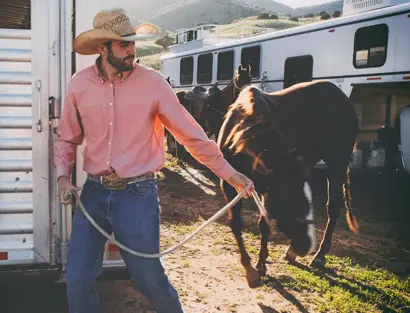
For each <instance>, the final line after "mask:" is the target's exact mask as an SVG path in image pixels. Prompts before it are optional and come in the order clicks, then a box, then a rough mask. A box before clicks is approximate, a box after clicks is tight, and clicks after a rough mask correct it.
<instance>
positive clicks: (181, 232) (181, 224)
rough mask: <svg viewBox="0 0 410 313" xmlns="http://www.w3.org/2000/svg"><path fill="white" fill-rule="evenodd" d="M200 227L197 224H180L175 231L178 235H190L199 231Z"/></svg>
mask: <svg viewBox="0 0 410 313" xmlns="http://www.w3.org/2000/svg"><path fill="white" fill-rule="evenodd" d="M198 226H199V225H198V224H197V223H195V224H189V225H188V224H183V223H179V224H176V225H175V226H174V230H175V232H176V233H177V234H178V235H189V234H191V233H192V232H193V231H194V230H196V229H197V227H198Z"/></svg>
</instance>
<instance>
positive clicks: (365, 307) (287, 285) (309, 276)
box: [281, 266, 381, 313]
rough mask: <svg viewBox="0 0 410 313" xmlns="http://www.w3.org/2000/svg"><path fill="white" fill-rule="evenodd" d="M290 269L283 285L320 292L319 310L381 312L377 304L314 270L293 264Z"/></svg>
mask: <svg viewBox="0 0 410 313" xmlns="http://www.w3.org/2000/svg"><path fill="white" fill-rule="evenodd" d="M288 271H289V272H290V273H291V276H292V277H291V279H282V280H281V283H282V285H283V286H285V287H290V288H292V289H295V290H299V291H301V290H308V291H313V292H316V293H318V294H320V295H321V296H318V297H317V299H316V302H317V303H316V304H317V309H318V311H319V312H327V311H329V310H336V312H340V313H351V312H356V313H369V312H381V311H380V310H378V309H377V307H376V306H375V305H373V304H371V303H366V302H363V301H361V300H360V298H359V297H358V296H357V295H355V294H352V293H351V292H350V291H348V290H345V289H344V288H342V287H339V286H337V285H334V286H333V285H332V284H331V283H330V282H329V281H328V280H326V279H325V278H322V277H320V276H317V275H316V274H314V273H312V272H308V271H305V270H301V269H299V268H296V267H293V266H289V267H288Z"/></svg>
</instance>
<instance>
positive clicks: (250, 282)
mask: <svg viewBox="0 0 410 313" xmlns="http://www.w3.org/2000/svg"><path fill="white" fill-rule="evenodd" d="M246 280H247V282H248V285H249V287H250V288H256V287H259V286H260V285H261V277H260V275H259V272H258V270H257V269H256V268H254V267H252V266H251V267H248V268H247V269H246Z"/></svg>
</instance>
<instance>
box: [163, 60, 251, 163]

--

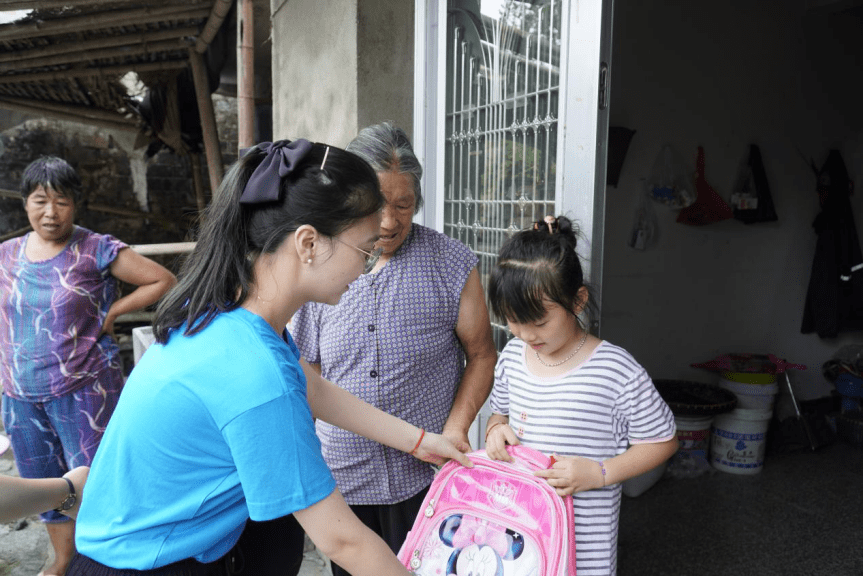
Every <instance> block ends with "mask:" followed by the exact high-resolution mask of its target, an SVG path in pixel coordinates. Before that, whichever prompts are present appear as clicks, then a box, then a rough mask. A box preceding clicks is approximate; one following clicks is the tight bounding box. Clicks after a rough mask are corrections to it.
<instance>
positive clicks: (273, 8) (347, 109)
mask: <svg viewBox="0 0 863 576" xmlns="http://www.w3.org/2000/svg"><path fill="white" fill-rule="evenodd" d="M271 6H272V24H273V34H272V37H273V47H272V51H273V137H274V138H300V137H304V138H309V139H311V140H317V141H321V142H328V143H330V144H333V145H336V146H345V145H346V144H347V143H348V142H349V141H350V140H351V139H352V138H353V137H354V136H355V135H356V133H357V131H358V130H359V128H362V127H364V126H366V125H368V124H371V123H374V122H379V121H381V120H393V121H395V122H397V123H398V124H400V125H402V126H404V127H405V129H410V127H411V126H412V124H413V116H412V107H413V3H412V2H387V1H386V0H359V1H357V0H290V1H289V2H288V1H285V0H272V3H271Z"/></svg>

--

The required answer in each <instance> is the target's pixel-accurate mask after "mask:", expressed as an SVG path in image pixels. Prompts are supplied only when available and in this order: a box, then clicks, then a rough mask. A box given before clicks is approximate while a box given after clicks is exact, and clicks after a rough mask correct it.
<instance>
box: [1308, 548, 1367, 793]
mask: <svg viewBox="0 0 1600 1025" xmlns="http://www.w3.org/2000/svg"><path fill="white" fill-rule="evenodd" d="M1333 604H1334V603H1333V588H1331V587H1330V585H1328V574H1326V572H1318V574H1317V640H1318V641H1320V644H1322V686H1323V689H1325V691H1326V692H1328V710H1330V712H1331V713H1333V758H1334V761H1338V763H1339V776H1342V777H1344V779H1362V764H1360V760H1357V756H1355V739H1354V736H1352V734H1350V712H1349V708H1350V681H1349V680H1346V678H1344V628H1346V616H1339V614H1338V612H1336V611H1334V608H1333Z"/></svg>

## Task description
Take the lines of the listing above from the one with "For each <instance>, the" through the one with "box: [281, 266, 381, 313]", and set them out as a numbered list, leaving out any blank lines.

## Exercise response
1. For each <instance>, the final line after "mask:" is the target's exact mask as an SVG path in image pixels. Prompts before it are optional and come in the order clicks, then a box, then a rough mask. A box before clicks is approximate, a box after clicks is tight, and clicks after a rough mask correct it.
2. <instance>
3. positive clicks: (181, 232) (181, 224)
4. rough mask: <svg viewBox="0 0 410 313" xmlns="http://www.w3.org/2000/svg"><path fill="white" fill-rule="evenodd" d="M200 227L197 224H180L175 231L178 235H190L199 231Z"/></svg>
5. mask: <svg viewBox="0 0 410 313" xmlns="http://www.w3.org/2000/svg"><path fill="white" fill-rule="evenodd" d="M198 226H199V225H198V224H197V223H195V224H189V225H188V224H183V223H179V224H176V225H175V226H174V230H175V232H176V233H177V234H178V235H189V234H191V233H192V232H193V231H194V230H196V229H197V227H198Z"/></svg>
6. </instance>
7. <instance>
8. positive clicks: (365, 307) (287, 285) (309, 276)
9. box: [281, 266, 381, 313]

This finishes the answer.